Lihat ke Halaman Asli

Ketika Buku Sudah Tak Menarik Minatku Lagi

Diperbarui: 24 Juni 2015   10:25

Kompasiana adalah platform blog. Konten ini menjadi tanggung jawab bloger dan tidak mewakili pandangan redaksi Kompas.

Gadget. Sumber ilustrasi: PEXELS/ThisIsEngineering

Bicara tentang buku, tak banyak orang menyukainya. Biasanya hanya cukup dengan melirik tebal halamannya saja sudah membuat seseorang keburu berpaling dan enggan. Tapi biasanya, orang-orang seperti ini adalah orang-orang malas. Hahaa.. sebentar, bukannya saya menghina. Toh pada kenyataannya, meskipun saya juga gandrung dengan buku bukan berarti semua macam jenis buku, setebal apa pun itu, sudi saya lahap. Tetap saja, tergantung bukunya apa dulu. :D

Sekarang ini, ada begitu banyaaaak buku bertebaran di mana-mana. Jika anda datang ke pameran buku, satu stand saja, di sana sudah berjejal banyak buku. Tapi sayangnya, kuantitas yang banyak ini tak diimbangi dengan kualitas tulisan yang bagus.
------------------------------------------------
**Instruksi Tertulis 1**
Dalam bacaan tentang minat pada buku di atas, mengapa penulis menyayangkan banyaknya buku yang bertebaran di mana-mana? Jawablah dalam satu sampai tiga kalimat.
**Instruksi Tertulis 2**
Apa saja kalimat yang membentuk paragraf bacaan di atas yang diawali dengan "Sekarang ini"? Tuliskan semuanya sesuai urutan.
------------------------------------------------
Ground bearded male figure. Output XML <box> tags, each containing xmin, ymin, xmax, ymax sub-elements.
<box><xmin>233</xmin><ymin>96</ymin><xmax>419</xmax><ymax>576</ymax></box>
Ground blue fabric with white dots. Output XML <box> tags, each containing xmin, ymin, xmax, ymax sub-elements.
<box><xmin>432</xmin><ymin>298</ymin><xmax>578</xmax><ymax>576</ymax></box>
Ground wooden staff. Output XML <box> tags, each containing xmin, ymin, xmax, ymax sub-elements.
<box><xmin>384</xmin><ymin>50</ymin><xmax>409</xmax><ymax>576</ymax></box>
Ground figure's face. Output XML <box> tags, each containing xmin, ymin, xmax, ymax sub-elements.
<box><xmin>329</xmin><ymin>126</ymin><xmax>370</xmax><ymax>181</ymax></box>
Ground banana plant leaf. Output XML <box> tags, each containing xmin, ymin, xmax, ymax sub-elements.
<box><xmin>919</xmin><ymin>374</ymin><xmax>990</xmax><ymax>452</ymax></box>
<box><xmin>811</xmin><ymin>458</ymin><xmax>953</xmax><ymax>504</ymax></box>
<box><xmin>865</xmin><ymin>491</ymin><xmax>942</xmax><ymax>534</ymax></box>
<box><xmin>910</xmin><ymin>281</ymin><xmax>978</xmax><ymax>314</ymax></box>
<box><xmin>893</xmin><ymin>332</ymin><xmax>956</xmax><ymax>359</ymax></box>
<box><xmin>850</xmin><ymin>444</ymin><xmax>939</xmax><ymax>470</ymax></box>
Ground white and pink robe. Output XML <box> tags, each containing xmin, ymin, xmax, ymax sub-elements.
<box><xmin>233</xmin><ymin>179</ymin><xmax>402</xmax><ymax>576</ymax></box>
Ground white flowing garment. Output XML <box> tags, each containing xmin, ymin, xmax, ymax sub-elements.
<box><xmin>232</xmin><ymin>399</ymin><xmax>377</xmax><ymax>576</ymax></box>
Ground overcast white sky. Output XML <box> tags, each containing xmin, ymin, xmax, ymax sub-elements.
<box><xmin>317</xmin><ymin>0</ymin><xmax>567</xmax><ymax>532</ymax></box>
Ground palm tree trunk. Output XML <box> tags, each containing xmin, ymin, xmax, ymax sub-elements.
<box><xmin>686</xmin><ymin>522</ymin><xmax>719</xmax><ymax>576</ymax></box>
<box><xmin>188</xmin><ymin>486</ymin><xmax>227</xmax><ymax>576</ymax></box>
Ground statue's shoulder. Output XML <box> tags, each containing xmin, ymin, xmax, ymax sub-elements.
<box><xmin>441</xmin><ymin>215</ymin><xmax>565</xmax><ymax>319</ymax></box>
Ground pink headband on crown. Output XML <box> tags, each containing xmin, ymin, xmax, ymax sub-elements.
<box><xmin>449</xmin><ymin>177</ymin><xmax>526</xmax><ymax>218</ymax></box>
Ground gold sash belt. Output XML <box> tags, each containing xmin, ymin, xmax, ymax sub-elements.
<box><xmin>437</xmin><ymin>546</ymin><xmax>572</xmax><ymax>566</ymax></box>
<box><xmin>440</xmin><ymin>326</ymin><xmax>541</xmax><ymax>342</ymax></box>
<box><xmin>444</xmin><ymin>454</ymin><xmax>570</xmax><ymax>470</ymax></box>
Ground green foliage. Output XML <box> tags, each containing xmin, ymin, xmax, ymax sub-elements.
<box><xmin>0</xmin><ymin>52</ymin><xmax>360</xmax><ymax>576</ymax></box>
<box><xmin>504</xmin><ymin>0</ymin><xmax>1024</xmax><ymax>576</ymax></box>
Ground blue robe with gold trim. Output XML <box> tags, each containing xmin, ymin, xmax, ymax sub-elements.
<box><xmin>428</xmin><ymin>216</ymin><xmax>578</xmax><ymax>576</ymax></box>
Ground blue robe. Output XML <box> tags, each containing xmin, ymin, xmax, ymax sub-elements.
------------------------------------------------
**Jawaban Tertulis 1**
Penulis menyayangkannya karena jumlah buku yang banyak itu tidak diimbangi dengan kualitas tulisan yang bagus.

**Jawaban Tertulis 2**
1. Sekarang ini, ada begitu banyaaaak buku bertebaran di mana-mana.
2. Jika anda datang ke pameran buku, satu stand saja, di sana sudah berjejal banyak buku.
3. Tapi sayangnya, kuantitas yang banyak ini tak diimbangi dengan kualitas tulisan yang bagus.